• Stated problem:
Produce an exact copy of the lines from the line containing "Expected: for each instance of the red banner" through the last line of the listing below, both ends included, and nothing else.

• Available data:
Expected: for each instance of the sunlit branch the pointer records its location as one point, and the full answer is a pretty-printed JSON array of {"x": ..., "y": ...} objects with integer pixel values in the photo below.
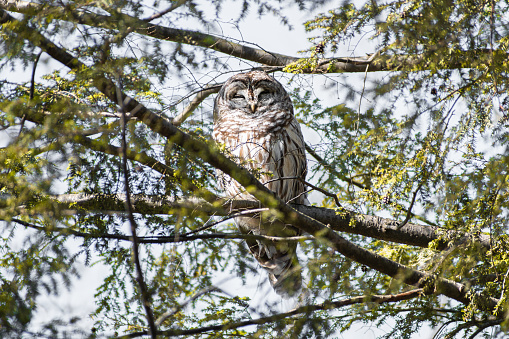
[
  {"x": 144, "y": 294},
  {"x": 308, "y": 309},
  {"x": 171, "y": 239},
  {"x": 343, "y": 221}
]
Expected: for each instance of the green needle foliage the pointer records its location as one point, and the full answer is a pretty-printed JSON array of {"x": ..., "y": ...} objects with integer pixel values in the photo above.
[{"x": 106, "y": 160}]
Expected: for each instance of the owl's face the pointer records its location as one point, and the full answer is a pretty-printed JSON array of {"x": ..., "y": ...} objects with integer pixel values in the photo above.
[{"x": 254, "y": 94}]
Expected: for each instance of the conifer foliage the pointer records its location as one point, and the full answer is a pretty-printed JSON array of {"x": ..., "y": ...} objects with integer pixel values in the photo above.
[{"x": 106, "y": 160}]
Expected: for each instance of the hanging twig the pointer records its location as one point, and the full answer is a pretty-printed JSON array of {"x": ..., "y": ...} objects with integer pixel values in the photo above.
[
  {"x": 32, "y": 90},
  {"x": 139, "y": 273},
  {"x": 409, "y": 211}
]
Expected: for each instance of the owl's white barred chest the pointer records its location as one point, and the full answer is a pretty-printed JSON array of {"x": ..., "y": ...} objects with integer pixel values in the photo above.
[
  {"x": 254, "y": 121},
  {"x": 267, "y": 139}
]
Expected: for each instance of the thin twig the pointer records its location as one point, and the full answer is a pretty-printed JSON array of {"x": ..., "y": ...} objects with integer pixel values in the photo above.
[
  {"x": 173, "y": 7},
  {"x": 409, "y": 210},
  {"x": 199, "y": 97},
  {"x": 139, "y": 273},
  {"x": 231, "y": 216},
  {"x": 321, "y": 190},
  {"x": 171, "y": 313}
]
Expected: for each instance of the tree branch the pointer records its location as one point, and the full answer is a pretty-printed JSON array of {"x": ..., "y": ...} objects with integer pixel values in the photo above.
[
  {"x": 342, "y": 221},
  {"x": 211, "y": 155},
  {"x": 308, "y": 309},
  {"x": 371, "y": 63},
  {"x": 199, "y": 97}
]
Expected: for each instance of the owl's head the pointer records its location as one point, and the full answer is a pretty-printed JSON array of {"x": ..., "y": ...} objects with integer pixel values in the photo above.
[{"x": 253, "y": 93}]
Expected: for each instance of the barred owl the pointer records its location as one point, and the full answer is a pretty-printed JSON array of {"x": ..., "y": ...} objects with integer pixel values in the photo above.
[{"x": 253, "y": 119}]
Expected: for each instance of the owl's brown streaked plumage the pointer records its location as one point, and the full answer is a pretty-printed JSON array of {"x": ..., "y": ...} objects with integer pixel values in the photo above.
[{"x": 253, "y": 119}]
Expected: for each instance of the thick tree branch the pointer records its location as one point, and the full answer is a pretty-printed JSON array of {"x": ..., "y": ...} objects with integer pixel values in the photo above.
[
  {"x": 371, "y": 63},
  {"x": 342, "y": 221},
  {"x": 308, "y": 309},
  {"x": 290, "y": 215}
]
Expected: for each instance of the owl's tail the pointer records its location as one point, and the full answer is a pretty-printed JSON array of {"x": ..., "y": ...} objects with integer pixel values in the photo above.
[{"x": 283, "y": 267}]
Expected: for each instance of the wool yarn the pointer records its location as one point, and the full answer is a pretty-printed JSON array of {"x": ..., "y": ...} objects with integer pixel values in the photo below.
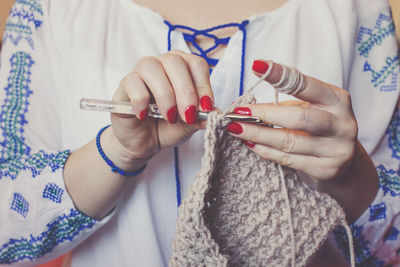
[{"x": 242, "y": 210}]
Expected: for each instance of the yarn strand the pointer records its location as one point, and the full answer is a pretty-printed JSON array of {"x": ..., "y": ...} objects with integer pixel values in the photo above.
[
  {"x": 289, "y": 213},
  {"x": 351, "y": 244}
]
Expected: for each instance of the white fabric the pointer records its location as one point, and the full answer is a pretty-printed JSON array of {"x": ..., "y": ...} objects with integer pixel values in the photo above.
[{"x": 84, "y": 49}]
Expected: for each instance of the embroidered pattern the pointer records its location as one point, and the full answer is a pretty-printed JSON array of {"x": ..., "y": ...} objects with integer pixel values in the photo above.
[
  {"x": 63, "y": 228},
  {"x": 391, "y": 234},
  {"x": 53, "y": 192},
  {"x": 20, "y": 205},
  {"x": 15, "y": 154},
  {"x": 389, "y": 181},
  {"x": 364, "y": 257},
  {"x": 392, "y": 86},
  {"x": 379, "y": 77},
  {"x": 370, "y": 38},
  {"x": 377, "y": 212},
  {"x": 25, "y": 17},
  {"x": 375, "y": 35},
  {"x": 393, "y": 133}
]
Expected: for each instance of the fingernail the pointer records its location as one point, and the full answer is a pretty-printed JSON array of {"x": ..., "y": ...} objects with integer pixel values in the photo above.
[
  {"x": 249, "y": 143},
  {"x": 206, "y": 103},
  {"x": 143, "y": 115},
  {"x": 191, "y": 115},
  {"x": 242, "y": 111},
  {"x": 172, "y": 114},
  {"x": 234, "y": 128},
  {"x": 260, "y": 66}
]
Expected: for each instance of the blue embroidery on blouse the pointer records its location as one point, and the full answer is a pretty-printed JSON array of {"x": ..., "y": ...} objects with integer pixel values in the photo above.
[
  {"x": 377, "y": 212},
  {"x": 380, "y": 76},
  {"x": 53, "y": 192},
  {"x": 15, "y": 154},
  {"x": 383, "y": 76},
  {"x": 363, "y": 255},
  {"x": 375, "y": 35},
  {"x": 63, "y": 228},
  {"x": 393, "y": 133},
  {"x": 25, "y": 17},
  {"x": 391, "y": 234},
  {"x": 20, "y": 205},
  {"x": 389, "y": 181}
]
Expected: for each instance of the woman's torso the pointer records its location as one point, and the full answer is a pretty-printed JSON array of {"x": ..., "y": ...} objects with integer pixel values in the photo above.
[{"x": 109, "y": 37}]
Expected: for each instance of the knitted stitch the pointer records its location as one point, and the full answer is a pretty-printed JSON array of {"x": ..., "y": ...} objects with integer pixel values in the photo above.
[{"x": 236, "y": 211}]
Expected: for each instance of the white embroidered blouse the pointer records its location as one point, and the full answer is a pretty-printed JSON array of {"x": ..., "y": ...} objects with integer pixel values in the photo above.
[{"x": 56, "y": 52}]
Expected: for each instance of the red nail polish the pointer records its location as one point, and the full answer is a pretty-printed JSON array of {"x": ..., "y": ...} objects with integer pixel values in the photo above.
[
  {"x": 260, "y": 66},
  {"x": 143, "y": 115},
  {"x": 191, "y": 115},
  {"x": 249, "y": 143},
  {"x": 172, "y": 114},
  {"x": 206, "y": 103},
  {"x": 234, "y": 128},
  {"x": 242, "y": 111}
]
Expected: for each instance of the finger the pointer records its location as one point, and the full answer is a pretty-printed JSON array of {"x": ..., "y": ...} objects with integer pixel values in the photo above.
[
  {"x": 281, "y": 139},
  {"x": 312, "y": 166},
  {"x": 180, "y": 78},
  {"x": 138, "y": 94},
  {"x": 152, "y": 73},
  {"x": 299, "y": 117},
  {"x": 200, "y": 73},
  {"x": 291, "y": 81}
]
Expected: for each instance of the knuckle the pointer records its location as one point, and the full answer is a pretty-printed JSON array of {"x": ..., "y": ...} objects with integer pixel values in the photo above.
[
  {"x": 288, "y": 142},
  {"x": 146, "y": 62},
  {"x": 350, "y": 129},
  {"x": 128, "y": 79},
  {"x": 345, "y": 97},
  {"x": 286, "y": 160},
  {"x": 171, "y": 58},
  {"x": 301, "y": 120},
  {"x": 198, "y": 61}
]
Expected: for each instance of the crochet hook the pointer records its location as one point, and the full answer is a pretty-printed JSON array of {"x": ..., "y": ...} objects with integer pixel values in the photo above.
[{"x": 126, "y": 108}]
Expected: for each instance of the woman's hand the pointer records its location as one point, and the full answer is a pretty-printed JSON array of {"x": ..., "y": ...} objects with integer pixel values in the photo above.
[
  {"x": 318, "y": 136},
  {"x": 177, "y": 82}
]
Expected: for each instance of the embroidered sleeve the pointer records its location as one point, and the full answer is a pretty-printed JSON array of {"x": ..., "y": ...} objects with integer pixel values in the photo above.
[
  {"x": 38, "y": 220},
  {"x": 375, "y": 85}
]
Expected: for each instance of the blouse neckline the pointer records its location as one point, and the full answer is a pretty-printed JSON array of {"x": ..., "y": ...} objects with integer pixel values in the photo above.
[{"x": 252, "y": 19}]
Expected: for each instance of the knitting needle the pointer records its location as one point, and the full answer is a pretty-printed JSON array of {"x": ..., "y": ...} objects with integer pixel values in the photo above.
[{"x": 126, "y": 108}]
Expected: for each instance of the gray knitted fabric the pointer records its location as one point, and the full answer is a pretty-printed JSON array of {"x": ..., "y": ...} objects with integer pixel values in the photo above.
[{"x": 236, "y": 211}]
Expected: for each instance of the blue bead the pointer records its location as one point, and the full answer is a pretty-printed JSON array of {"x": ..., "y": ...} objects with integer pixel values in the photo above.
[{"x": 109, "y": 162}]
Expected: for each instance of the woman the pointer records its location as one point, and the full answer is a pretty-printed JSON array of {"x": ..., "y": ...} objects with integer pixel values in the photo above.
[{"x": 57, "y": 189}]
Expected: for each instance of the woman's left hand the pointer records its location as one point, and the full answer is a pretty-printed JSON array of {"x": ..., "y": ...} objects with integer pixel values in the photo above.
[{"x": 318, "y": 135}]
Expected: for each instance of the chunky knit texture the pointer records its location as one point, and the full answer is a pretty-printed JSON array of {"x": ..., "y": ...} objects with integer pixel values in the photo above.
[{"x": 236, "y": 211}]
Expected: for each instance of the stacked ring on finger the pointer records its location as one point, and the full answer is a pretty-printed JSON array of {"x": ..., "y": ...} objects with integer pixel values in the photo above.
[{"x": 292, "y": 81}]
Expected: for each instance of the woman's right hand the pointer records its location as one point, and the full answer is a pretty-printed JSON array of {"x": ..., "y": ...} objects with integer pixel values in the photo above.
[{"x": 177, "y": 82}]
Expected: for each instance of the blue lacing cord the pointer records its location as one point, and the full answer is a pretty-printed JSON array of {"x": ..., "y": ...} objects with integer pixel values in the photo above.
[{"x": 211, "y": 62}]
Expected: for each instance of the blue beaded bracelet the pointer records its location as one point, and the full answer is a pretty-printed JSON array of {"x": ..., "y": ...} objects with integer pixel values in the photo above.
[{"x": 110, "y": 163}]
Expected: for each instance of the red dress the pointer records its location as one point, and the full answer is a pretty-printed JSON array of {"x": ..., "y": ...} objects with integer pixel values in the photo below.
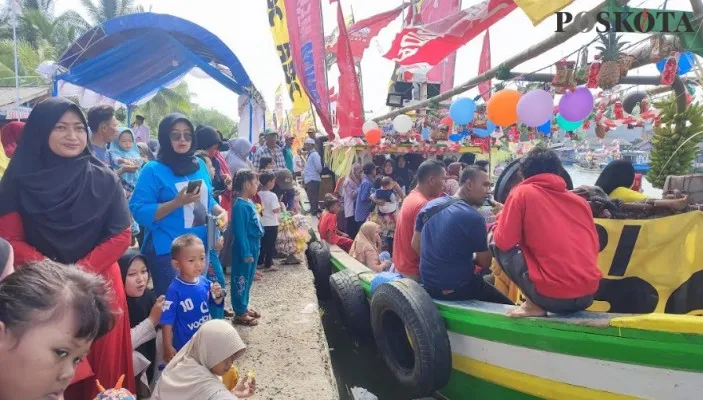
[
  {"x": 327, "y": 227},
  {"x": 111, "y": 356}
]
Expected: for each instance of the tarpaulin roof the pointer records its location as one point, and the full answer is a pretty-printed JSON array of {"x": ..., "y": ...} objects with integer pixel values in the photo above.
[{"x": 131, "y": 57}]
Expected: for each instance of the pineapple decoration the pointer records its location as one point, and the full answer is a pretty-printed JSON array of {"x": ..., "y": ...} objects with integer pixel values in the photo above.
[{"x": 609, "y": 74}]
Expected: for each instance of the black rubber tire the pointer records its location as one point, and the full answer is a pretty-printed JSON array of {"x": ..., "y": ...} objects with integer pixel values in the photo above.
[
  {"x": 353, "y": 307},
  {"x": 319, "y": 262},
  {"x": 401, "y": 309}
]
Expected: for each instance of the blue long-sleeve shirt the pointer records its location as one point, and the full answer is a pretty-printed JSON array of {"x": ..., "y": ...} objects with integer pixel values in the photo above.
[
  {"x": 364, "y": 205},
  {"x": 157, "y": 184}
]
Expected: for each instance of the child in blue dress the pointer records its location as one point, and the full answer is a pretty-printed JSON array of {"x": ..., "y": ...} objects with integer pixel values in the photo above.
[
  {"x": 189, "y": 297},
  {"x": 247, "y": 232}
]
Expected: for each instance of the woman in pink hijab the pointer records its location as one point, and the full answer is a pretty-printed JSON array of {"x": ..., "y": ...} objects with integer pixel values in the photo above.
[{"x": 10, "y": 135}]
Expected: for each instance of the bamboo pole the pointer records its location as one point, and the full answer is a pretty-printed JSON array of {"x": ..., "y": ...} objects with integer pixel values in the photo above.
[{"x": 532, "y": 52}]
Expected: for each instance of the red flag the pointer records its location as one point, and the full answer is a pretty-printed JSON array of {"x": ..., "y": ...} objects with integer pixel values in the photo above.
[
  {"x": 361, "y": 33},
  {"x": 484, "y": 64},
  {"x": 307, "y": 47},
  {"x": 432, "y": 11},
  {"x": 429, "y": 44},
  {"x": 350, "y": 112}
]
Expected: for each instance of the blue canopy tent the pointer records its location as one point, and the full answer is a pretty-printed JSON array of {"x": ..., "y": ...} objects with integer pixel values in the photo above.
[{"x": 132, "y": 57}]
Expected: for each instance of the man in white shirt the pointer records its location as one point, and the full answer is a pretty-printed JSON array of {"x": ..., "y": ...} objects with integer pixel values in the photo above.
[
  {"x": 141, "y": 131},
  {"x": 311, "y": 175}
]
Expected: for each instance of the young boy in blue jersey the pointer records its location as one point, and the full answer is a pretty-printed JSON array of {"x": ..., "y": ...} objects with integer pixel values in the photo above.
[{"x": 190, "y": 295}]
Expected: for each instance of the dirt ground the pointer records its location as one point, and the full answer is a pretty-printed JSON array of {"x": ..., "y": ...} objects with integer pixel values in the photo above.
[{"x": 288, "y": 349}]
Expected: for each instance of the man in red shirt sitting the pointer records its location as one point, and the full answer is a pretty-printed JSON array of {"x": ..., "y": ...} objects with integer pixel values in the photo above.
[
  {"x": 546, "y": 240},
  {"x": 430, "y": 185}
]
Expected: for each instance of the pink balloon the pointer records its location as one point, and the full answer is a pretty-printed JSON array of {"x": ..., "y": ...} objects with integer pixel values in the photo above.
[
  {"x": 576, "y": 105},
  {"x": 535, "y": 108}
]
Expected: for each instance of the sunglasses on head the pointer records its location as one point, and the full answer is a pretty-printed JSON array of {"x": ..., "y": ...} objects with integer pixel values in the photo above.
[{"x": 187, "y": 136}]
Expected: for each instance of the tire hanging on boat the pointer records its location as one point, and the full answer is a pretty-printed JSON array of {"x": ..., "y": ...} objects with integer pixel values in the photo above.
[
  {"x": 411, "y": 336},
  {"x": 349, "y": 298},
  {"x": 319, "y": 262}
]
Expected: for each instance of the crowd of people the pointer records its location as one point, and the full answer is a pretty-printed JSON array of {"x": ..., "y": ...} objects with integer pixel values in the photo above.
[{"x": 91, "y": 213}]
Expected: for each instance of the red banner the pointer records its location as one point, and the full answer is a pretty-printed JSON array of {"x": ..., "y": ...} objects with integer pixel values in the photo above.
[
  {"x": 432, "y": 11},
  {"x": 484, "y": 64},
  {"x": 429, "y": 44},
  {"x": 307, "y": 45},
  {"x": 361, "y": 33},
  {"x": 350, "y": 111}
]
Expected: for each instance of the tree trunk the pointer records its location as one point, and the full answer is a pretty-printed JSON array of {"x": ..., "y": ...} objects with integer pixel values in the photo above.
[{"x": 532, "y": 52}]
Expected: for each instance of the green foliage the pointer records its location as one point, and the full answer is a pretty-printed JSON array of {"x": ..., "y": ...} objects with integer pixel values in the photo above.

• Answer below:
Expected: for each instance of the red banner the pointer records its location as one point, and the full answer is a pretty-printed JSON array of {"x": ..., "y": ...} objects with integer pixel values in the photo above.
[
  {"x": 432, "y": 11},
  {"x": 484, "y": 64},
  {"x": 429, "y": 44},
  {"x": 307, "y": 45},
  {"x": 361, "y": 33},
  {"x": 350, "y": 111}
]
Expected: for each instance of the tree trunk the pointer records its location as one point, and the full answer is a pretty-printed JSON array of {"x": ..., "y": ...} objects with integer pixel values in the photo above.
[{"x": 532, "y": 52}]
Expected: for each instance of the green foliage the pointer records its location as one point, and the full answer is a pretty-printed JSON array of {"x": ..., "y": ...} objects with integer pixel values in the photo above.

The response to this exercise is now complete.